# [Supplied data]
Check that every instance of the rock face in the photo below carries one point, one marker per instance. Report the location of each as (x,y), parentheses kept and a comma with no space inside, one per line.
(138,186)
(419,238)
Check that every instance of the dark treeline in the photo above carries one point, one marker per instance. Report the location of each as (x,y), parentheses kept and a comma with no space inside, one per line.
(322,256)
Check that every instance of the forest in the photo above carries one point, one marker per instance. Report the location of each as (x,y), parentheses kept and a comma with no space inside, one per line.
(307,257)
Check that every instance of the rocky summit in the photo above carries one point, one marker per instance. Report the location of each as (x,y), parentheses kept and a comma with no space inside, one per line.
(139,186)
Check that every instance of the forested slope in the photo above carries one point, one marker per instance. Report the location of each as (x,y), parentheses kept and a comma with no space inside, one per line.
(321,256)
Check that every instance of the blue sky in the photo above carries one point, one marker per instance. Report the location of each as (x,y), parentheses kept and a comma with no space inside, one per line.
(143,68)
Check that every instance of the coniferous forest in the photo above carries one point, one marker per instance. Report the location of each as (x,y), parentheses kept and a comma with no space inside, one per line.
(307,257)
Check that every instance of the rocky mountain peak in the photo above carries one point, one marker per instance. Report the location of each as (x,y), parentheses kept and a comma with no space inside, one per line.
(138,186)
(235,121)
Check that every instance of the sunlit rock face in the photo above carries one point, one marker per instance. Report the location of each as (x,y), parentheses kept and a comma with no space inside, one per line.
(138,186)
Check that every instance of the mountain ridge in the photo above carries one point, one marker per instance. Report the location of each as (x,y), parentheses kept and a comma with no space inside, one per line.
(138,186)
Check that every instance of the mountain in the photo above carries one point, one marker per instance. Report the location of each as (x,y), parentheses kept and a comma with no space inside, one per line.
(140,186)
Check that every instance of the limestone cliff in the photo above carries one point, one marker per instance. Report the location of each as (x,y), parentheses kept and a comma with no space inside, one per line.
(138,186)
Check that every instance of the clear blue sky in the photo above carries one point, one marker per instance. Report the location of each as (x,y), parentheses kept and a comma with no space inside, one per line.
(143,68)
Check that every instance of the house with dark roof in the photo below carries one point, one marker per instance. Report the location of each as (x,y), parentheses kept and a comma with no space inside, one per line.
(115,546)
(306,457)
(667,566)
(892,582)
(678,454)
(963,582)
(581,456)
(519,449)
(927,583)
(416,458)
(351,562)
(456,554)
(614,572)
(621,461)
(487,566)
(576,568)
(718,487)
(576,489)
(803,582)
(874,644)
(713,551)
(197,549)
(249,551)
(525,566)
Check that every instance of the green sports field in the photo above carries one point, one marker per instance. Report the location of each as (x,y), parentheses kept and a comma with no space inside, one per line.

# [Set problem]
Set down, unchanged, the line that contains "Check that every instance of the limestone" together with every later line in the records, through the last one.

# [Complete answer]
Check that every instance of the limestone cliff in the photo above carries one point, one marker per instance. Report the location of each as (x,y), parentheses kept and a comma with no space inside, one per line.
(138,186)
Check that every instance of the clear blue sky in the photo above carries one point, one marker per instance. Report the location of each as (x,y), parentheses kept and a comma with no space inside, one per line.
(143,68)
Check that every instance of the house with dark roof in the photo below carries one point, one marker per instance. Report the location of each as (x,y), parentheses kept and a comma with no space inside, one per line.
(115,546)
(306,457)
(667,566)
(892,582)
(678,454)
(963,582)
(581,456)
(519,449)
(927,583)
(416,458)
(351,562)
(456,554)
(614,572)
(621,461)
(487,566)
(576,568)
(718,487)
(576,489)
(803,582)
(874,644)
(713,551)
(197,549)
(249,551)
(525,566)
Check that every instance of the green sports field in the photo above carries one point, one marker per instance. Report the location of each as (x,y), parentheses kept and a comma with no space inside, one per line.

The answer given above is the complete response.